Document segment:
-=-=-

How To Use A Stopwatch - Tucker® USA

My Store Admin |

The gym teacher had a whistle and a stopwatch. He would yell out, “Ready, set, go,” and dramatically click that stopwatch to show kids he was serious, that this run was being timed. Presumably there would be bragging rights for record setters, but mostly there was shame for slackers. “How could you be even slower this week than you were last week?” “Don’t you care?”

A stopwatch was a fixture throughout school and yet it was never used correctly. In track the coach would decide who made the team through timed races. In football starters would differentiate from benchwarmers by tenths of seconds in the forty or the hundred. One had to be at their best on that moment in that day and everything leading up to it either prepared you or was wasted.

We had some grueling training in the military. Obstacle courses and marches, both long and short, weighted and not. The stopwatch prominently figured in the D.I.’s hands during those workouts also. The scores were posted and compared and everyone was to be striving for course records and best times.

That’s one way to use a stopwatch, but it isn’t the way you’re going to improve your business and motivate your employees.

-=-=-

Data lines:
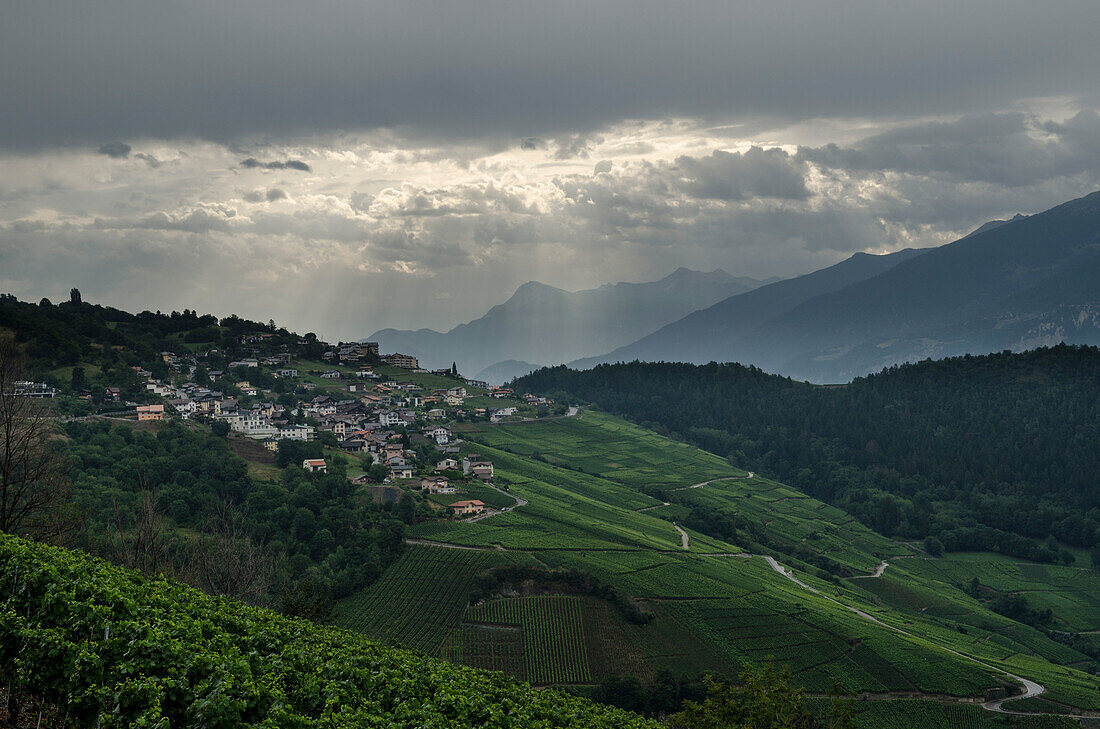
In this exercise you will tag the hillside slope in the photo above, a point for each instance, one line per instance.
(997, 289)
(545, 324)
(106, 645)
(978, 451)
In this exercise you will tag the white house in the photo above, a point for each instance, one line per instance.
(296, 432)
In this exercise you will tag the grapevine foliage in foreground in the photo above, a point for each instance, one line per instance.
(106, 644)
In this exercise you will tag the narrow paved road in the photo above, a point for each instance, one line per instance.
(449, 545)
(1031, 688)
(683, 537)
(878, 572)
(492, 512)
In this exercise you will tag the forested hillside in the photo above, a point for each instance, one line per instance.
(979, 452)
(182, 503)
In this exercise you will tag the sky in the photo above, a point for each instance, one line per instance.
(342, 166)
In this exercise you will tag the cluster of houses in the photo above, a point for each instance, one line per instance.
(371, 413)
(37, 390)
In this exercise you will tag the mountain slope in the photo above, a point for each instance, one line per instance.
(991, 290)
(164, 654)
(547, 324)
(706, 334)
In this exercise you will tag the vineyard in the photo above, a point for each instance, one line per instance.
(554, 645)
(914, 714)
(712, 607)
(418, 599)
(110, 648)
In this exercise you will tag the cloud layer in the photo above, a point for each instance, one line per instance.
(94, 73)
(349, 233)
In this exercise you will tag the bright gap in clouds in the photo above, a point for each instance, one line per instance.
(363, 231)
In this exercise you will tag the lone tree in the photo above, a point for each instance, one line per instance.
(33, 487)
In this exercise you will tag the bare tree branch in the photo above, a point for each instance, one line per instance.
(33, 483)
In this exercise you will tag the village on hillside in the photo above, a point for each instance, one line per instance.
(394, 426)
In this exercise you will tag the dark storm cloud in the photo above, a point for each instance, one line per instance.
(116, 150)
(76, 70)
(756, 174)
(252, 163)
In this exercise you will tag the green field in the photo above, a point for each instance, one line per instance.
(713, 606)
(419, 598)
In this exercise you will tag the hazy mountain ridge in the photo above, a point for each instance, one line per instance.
(707, 334)
(1011, 284)
(1032, 280)
(547, 324)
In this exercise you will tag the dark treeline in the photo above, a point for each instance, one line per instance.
(977, 452)
(525, 578)
(78, 332)
(183, 504)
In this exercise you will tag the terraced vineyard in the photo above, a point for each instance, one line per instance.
(552, 634)
(714, 606)
(419, 598)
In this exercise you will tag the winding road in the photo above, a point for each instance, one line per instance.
(1031, 688)
(878, 572)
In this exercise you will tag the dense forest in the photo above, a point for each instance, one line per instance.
(996, 452)
(76, 332)
(182, 503)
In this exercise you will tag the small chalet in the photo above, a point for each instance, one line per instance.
(315, 465)
(436, 485)
(150, 412)
(466, 508)
(477, 466)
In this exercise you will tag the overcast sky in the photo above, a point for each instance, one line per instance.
(342, 166)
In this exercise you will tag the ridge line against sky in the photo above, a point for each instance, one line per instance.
(345, 167)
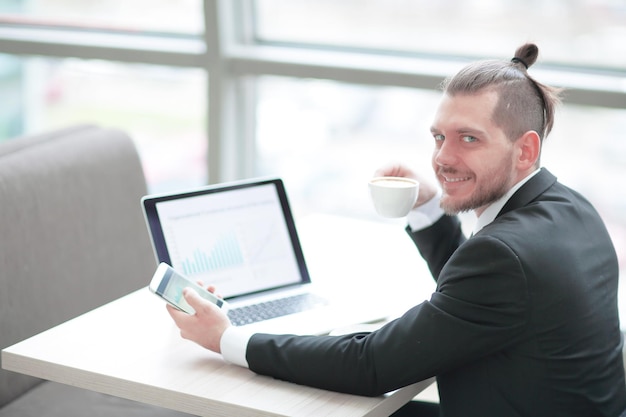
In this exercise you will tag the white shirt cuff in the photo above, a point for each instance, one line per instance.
(426, 214)
(234, 344)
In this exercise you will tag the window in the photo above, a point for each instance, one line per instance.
(319, 92)
(173, 16)
(587, 32)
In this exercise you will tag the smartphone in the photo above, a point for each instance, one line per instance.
(169, 284)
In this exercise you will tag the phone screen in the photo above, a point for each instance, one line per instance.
(171, 288)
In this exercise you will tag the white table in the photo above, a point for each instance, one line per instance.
(130, 348)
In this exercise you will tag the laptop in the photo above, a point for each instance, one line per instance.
(242, 238)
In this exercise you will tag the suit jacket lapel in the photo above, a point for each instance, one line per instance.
(529, 191)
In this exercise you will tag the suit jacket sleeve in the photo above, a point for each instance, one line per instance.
(480, 306)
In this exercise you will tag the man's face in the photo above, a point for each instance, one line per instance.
(473, 159)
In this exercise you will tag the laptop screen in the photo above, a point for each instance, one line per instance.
(240, 237)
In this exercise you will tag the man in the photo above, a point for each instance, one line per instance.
(524, 319)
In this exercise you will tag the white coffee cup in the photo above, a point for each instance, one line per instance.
(393, 196)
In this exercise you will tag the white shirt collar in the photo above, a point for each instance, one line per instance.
(494, 208)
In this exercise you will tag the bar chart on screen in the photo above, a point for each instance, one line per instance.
(225, 253)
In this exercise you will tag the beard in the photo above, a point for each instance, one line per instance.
(497, 183)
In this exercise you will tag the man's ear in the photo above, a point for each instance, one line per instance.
(529, 150)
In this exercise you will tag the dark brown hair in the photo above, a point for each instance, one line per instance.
(523, 103)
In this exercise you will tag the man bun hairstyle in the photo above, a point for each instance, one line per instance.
(523, 103)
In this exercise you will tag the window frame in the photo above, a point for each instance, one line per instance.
(232, 58)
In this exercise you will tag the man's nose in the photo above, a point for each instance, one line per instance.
(445, 154)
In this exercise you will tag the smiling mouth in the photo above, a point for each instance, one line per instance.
(455, 179)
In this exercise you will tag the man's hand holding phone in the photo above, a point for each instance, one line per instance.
(198, 312)
(206, 326)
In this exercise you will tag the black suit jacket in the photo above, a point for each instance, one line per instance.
(523, 322)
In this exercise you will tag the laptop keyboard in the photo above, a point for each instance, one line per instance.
(274, 308)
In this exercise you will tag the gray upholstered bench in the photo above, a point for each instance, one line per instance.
(72, 237)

-=-=-

Complete the following:
(1) Copy the stopwatch passage word for word, starting at "A stopwatch was" and ending at "motivate your employees.".
(2) List every phrase that the stopwatch passage places inside quotation marks.
(3) Pick up the stopwatch passage after its last sentence and carry it on.

Responses per task:
(1)
A stopwatch was a fixture throughout school and yet it was never used correctly. In track the coach would decide who made the team through timed races. In football starters would differentiate from benchwarmers by tenths of seconds in the forty or the hundred. One had to be at their best on that moment in that day and everything leading up to it either prepared you or was wasted.

We had some grueling training in the military. Obstacle courses and marches, both long and short, weighted and not. The stopwatch prominently figured in the D.I.’s hands during those workouts also. The scores were posted and compared and everyone was to be striving for course records and best times.

That’s one way to use a stopwatch, but it isn’t the way you’re going to improve your business and motivate your employees.

(2)
- Ready, set, go
- How could you be even slower this week than you were last week?
- Don’t you care?

(3)
In college, my engineering textbooks and my professors hammered the idea of benchmarks into my head and I knew the concepts so well that I could ace the tests. I didn’t really “get” the concept until one day I was staring at bottles of vegetable oil racing past me on a conveyor belt. The problem was that the bottler spit out nearly 6000 bottles an hour, but by the time they got to the boxing and palletizing machines the line was only doing 3600 per hour. My job was to take the existing equipment and optimize it so that the operators didn’t have to shut down the bottler 10 times a day. My most important tool: a stopwatch.

First I tweaked the labeler and then I’d time and count, then more tweaks and more timing and counting.10 seconds wouldn’t do it. A minute? More? Turns out that I really couldn’t get a good handle on the process until I saw thousands of bottles go through a piece of machinery. It's what’s happening over the long term that makes the difference. I worked on the capper and the boxer the same way and eventually everything was running so smoothly that the line didn’t have to be shut down all day.

Stopwatches don’t just give you a snapshot of what’s happening in an instant. They give you an idea of where your weaknesses are in speed and quality. They give you a way to improve the entire process. Your task can be bottling some vegetable oil or running a marathon or cleaning driveways. Stopwatches give you benchmarks.

When I first started my window cleaning business I kept a notebook in my truck and had a stopwatch with me at all times. Today every phone has a stopwatch built in, but back then I must have looked a sight, with a stopwatch around my neck. I’m sure some clients thought that all I needed was a whistle and gym shorts to beckon back to bad school memories.

Here are the things that are important:

1. How fast you do something 100 times matters far more than how fast you do it 1 time.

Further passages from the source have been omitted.